Go through the listing below and report how many lines contain the word "step"; write no other words.

§ **Source records**

┄┄┄┄┄┄

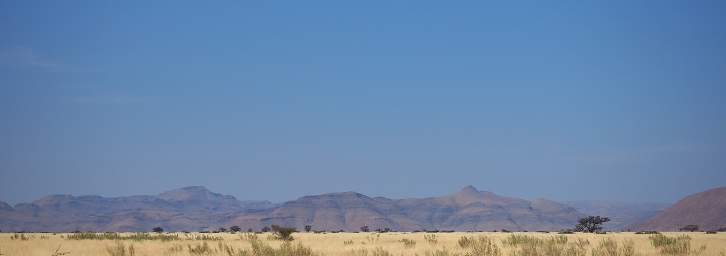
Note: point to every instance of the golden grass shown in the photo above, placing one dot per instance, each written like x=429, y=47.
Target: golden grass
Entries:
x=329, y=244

┄┄┄┄┄┄

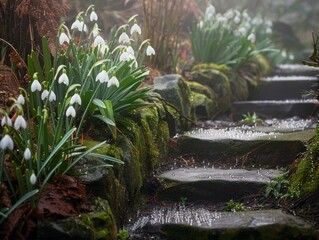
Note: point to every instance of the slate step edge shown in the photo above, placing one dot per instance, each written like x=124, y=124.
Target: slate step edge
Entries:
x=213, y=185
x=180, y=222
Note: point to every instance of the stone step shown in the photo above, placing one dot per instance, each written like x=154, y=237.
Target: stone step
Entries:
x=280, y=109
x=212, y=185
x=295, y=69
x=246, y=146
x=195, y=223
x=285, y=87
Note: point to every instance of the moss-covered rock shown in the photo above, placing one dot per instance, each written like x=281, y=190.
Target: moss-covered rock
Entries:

┄┄┄┄┄┄

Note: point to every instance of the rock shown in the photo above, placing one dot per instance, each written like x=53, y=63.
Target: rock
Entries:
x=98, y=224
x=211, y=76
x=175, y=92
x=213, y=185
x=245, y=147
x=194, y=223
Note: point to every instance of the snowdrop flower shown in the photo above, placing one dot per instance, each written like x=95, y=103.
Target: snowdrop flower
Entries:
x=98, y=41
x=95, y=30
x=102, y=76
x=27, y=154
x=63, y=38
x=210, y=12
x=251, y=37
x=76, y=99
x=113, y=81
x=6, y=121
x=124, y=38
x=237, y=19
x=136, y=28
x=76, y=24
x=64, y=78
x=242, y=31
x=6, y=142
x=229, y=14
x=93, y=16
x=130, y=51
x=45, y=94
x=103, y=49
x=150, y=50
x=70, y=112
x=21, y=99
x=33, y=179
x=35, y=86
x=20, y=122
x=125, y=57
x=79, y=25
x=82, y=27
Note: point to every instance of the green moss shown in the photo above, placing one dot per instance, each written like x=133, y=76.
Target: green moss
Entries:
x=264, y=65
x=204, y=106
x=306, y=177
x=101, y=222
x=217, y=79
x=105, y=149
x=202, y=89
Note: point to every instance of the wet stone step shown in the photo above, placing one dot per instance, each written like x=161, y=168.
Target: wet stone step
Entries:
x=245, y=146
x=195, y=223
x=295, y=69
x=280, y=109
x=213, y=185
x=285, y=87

┄┄┄┄┄┄

§ **Output of the exercise**
6